▸ Exercise
An exact copy of all entries is the expected answer.

▸ Entries provided
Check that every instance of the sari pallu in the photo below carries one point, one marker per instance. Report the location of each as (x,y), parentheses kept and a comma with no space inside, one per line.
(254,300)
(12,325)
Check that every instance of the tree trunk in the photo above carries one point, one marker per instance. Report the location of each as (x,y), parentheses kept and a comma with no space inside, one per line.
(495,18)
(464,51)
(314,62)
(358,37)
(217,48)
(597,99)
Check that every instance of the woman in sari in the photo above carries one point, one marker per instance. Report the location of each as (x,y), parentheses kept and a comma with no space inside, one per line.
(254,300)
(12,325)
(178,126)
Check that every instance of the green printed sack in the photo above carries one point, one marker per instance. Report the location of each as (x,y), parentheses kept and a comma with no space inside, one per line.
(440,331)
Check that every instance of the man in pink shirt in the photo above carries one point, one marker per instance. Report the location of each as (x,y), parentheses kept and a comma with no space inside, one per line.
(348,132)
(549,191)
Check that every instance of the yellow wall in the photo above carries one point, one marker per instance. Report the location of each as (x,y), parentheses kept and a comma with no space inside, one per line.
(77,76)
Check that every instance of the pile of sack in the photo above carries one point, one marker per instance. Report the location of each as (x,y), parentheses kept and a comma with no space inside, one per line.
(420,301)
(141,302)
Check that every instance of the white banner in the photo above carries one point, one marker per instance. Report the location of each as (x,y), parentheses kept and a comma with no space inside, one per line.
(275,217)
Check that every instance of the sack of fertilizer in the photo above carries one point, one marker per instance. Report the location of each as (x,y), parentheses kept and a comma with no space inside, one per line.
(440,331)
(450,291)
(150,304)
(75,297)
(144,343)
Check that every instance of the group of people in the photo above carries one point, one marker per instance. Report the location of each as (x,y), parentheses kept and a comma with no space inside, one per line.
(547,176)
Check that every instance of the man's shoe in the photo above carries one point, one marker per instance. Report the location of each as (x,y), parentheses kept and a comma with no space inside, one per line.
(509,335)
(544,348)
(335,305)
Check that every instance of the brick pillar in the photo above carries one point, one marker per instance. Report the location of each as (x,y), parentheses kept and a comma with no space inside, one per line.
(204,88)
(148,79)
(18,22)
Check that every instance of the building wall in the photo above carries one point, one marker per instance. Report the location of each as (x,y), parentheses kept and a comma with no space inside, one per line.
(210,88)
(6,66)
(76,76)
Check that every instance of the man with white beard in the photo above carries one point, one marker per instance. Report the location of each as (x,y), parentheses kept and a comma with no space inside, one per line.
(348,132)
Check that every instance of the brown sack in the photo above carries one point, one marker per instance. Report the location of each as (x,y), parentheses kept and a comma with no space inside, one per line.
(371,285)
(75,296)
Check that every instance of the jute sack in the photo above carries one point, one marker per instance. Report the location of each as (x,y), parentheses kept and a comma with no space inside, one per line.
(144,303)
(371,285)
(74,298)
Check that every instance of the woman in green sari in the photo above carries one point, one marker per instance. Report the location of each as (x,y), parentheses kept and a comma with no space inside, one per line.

▸ Written reply
Check that every instance of the sari pallu in the photo below carries one point, one marker per instance. Report the location of each as (x,y), parentheses kept and a comma with no space inside, one per line.
(254,300)
(12,325)
Check that every instance of the tree trunk in the photo above carries one point, one marker per instance. Report the location of each as (x,y), parentheses kept and a comma with no space inside, one per line.
(495,18)
(464,51)
(314,62)
(358,37)
(217,48)
(597,99)
Check that every instance of the woman in sari in the photo above carries one point, one marker per instance. Report the location of each as (x,y), parentheses kept and a comma with no space inside, one per line.
(254,300)
(12,325)
(178,126)
Check that every instance of the green printed sack in the photo above carries one point, one marker per instance. Report the location of each as (x,y), parentheses kept and a comma with no space inside, one per line.
(440,331)
Check that every instance of the man in pink shirt in the photo above carries one point, one marker per instance. Report the location of each as (x,y), parentheses kept and a comma with no space inside, one per line.
(348,132)
(549,191)
Check that every instance of the yellow wall in the photo above carries one point, one marker per instance. Report the location of each as (x,y), parentheses kept and a comma with no space inside, one per line.
(77,76)
Check that every instance of the pile of sack in the photo above carries one point, one marker per instance. Report the location of each as (x,y), parentheses kept and a comma with no space inside, one per line.
(420,301)
(141,302)
Check that every instance of the white banner in the photo above carries one point, one marker per instance. Report the location of each as (x,y), parentheses kept and a comma with no space inside, one per line.
(275,217)
Check that every instance of the sack of fertilizer in the photo above carries one point, one marker per instance. Report the location of each as (x,y), parentheses kept and a comma with no space inside, one per line.
(440,331)
(450,291)
(150,304)
(75,297)
(144,343)
Check that every instance of the group of people in the photo above carries one point, one marker per instance. Report the location of each as (x,y), parentheses kept and a comma with no space inside, one per line.
(547,176)
Check that every instance of the man's shoe in the photo above carries one point, one marker per instance. Report the location of each as (x,y), parentheses kept and a comma with no space inside, one per line.
(509,335)
(544,348)
(335,305)
Check that every instance of the brick pillar in the photo above carries one point, one marker per instance. Report the location of each as (x,y), parentheses kept and a comma with no space inside, one per line.
(204,88)
(148,79)
(18,22)
Check that every instance of the building wall in the photo above carries one point, one marker per instance. Report the location of each as (x,y), parentheses kept and a comma with no space inside, one per line.
(210,88)
(6,66)
(76,76)
Check that every instance of the man with white beard in the photo above carries one point, one marker per instance. Report the location of each as (x,y), parentheses kept and a comma with no space inside, one per line.
(348,132)
Check that every instance of the brown sack in the photo above carries one point, one marker per instance. Report the location of each as (x,y), parentheses kept and a comma with no space inside, one per line.
(371,285)
(75,296)
Check that every instance of the jute sack in the photo above carries one point, one marker per instance. Report the location of each as (x,y), parentheses kept and a comma with no space inside, one per line.
(144,303)
(371,285)
(74,298)
Check that every instance of the woman in green sari in the photo above carries one point, one marker per instance. Report the location of each as (x,y), parentheses kept and a comma with no space inside, one per line.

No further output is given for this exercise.